** begin **

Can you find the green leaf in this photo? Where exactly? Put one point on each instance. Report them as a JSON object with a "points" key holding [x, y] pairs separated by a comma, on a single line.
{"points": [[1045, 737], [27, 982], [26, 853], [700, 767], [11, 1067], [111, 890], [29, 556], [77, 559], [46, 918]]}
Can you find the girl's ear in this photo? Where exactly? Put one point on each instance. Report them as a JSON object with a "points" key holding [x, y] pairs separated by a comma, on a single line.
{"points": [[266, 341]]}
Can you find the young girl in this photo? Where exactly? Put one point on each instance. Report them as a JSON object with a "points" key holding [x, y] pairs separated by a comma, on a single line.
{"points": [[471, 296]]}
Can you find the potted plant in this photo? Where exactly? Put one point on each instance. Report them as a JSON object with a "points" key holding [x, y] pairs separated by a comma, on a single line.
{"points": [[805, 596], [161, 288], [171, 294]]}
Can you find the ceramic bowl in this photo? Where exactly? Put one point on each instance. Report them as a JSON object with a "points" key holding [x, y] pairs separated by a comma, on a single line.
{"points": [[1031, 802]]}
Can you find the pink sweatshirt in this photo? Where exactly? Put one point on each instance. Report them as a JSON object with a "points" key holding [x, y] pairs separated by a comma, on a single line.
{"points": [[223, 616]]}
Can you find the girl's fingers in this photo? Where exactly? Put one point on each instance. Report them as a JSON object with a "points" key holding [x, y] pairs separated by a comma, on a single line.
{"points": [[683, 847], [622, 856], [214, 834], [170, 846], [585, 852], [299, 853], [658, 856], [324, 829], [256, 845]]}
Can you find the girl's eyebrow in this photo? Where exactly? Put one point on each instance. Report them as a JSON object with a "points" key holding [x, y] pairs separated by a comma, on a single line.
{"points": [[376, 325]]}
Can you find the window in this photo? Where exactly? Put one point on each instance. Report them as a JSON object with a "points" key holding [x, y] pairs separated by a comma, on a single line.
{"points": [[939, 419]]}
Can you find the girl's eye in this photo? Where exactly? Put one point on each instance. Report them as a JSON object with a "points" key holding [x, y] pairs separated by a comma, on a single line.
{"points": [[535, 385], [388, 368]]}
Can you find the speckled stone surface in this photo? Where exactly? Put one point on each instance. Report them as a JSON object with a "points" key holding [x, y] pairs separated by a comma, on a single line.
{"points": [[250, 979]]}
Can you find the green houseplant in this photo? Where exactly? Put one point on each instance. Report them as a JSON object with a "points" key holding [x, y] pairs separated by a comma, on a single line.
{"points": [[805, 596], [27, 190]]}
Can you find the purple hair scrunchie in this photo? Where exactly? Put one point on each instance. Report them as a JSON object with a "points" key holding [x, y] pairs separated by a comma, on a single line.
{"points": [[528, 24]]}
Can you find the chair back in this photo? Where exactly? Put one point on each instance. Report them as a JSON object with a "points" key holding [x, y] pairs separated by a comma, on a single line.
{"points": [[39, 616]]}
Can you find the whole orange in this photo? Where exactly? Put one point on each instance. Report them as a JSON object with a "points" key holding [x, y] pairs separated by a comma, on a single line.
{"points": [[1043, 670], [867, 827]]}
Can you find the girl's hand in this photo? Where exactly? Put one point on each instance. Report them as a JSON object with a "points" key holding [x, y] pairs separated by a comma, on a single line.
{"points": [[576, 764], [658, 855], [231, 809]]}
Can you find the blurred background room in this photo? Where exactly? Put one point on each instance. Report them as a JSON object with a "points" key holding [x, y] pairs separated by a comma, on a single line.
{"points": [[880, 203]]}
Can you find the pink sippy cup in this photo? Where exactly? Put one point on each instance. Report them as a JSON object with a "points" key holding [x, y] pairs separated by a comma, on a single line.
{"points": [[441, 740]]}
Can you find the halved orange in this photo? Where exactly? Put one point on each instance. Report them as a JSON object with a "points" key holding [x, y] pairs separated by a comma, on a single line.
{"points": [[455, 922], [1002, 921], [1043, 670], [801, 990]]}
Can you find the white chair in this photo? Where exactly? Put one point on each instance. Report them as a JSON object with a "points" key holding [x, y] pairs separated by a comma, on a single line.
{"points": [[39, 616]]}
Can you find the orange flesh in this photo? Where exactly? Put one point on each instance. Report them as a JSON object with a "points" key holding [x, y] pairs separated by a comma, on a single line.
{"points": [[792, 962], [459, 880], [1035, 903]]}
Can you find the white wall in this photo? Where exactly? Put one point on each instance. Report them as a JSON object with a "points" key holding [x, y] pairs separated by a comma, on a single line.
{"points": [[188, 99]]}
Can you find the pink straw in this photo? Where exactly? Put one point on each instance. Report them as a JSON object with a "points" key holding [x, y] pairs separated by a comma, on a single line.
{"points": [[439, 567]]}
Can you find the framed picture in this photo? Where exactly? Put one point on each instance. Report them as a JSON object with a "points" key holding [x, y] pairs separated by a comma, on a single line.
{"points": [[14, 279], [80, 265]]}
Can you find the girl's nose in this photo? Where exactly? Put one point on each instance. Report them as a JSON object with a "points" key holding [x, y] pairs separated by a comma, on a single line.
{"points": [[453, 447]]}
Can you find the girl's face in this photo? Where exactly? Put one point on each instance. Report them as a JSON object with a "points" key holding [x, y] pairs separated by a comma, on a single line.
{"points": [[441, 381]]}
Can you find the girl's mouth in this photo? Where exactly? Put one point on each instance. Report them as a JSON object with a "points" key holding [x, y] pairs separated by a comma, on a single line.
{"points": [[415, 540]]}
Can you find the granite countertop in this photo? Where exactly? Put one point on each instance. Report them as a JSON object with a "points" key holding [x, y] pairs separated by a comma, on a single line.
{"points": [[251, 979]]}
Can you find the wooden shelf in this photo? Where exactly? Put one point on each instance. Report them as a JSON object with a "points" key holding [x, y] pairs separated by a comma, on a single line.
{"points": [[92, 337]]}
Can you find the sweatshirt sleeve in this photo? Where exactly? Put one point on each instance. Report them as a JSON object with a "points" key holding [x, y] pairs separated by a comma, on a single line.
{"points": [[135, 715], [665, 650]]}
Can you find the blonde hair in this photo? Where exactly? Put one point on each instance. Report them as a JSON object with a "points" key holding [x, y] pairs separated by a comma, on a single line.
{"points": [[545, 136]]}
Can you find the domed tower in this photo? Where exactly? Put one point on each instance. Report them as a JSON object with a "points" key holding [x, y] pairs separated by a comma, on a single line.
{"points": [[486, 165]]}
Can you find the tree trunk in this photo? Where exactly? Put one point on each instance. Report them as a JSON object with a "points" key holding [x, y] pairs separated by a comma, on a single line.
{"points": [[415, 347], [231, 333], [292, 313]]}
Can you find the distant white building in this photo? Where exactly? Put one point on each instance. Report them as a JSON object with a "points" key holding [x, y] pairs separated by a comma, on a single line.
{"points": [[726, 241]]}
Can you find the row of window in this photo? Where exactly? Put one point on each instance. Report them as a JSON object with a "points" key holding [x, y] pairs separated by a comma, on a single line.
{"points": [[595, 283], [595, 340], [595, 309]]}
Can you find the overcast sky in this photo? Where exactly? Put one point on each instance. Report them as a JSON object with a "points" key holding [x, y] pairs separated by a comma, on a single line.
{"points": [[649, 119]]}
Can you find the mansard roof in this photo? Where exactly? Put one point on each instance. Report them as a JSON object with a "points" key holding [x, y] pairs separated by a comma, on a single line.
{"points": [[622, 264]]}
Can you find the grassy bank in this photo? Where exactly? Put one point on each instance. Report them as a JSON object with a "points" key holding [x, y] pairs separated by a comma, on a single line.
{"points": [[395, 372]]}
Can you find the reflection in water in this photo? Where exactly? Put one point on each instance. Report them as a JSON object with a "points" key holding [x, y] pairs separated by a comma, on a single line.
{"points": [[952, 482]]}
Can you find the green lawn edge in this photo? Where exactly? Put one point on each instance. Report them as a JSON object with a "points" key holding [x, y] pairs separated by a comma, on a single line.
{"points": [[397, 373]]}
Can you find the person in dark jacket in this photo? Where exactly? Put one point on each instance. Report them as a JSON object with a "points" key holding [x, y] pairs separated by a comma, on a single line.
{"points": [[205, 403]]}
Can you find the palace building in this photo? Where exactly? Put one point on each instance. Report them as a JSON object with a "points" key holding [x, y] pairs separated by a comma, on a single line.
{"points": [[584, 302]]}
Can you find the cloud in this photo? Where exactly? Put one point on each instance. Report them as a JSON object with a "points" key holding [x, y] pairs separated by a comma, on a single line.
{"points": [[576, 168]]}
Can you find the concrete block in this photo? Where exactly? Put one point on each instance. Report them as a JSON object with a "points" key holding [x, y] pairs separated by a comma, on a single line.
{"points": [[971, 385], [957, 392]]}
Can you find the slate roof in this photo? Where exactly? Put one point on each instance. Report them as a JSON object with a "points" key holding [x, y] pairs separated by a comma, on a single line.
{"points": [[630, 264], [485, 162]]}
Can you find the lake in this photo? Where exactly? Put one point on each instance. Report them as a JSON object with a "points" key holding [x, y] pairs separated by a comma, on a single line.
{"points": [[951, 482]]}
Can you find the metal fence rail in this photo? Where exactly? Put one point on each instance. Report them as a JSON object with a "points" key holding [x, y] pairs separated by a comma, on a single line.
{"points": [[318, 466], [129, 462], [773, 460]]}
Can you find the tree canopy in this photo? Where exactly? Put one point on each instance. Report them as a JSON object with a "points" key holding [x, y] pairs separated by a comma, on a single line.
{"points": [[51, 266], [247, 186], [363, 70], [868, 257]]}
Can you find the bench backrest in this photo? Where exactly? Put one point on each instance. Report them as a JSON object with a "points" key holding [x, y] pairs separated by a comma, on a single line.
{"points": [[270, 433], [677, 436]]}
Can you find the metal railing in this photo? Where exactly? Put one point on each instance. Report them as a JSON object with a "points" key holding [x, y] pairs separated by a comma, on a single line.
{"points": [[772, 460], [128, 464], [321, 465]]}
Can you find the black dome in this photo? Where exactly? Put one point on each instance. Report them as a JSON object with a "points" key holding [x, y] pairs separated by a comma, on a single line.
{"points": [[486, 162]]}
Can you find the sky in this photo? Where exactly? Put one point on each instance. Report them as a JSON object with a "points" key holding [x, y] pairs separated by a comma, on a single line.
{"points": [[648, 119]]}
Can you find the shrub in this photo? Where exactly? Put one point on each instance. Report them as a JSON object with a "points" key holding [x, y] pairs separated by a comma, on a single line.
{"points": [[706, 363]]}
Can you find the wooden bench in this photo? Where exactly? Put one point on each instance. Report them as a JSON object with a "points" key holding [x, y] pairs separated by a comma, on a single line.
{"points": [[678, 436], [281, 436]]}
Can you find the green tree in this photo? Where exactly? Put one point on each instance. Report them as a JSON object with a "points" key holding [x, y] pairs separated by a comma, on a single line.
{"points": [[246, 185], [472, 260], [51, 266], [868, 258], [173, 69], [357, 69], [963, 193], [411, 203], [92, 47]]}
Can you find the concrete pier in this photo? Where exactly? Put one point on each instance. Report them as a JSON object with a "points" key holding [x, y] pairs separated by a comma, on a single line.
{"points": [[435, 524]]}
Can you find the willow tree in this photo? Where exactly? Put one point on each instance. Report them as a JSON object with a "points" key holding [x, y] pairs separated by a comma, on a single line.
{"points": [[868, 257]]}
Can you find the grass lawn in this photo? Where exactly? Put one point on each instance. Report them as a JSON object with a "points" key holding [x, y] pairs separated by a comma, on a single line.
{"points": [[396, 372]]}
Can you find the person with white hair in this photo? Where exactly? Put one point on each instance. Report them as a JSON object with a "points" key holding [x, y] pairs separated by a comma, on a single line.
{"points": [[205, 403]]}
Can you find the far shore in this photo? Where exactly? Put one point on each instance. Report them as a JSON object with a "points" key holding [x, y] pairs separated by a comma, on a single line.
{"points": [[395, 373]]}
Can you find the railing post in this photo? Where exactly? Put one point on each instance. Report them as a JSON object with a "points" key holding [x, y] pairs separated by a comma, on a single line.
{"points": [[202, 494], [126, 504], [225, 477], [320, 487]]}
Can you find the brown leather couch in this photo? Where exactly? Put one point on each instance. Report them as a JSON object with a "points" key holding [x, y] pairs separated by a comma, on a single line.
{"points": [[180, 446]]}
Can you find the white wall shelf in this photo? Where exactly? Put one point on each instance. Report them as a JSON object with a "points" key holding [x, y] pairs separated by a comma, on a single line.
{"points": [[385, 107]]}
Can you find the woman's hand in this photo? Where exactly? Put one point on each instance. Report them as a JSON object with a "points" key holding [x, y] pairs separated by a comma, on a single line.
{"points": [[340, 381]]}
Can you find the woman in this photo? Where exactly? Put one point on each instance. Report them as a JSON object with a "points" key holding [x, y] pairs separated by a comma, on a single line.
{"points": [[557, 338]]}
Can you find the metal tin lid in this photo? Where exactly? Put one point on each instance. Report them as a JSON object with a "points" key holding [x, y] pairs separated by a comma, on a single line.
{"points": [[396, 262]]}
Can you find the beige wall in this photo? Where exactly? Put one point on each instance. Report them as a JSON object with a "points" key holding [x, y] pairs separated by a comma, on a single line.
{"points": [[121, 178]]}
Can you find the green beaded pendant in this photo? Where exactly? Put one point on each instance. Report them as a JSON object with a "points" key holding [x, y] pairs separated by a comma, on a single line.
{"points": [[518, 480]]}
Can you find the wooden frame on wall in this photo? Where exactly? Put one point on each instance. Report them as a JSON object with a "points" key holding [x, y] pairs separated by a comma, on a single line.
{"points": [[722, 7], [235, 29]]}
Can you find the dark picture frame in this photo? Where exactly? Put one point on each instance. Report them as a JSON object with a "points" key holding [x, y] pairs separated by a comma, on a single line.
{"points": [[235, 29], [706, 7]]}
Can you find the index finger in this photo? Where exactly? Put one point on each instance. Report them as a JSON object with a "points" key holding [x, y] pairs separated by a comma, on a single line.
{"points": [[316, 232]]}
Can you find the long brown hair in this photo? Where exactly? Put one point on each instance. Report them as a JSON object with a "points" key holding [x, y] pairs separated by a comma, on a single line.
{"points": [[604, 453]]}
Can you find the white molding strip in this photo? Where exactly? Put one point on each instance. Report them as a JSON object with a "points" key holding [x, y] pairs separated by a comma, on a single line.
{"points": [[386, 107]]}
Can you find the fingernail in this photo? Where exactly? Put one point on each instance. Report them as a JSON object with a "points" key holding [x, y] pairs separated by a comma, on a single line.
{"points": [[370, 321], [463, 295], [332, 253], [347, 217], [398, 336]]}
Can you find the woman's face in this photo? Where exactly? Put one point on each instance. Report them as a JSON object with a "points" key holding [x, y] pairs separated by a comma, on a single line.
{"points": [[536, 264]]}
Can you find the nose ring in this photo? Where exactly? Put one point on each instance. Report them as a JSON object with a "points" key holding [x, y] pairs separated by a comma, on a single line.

** end **

■ **JOB**
Find the line that contains "Can you find the index" in the listing above. Retype it and every line after it up to the last, exactly, and nothing else.

■ **COMPLETE OUTPUT**
Can you find the index finger in this photo? Where exactly? Put one point on each instance. Report them as a JSON object with a "points" key holding [x, y] pairs separated by a comma, on a single line.
{"points": [[316, 232]]}
Can you find the long brown hair in this photo? Where exactly? Put one point on each instance. Report them as a JSON object with a "points" key holding [x, y] pairs separated by a comma, on a single line.
{"points": [[604, 453]]}
Can you find the white molding strip in this photo? Where exactly? Put one point on each instance. Report them as a JSON object with a "points" key holding [x, y] pairs separated by a comma, on a single line.
{"points": [[386, 107]]}
Can you find the fingernail in this photo? Where exactly? Put one point on each instance. Report them as a JSON object with a "points" key holding [x, y] pairs separated by a comma, on a single line.
{"points": [[370, 321], [463, 295], [332, 253], [347, 217], [398, 336]]}
Can you find the woman's face in this photo? Where exactly? Put one point on each instance. Report them as a JSON object with a "points" key holding [x, y] pairs separated by a comma, on a single line.
{"points": [[536, 264]]}
Can you find the nose ring in this photo? Where exactly? Put one point on each instance. Report them as a JSON object with a "points" key holding [x, y] pairs separated by a comma, on a single line.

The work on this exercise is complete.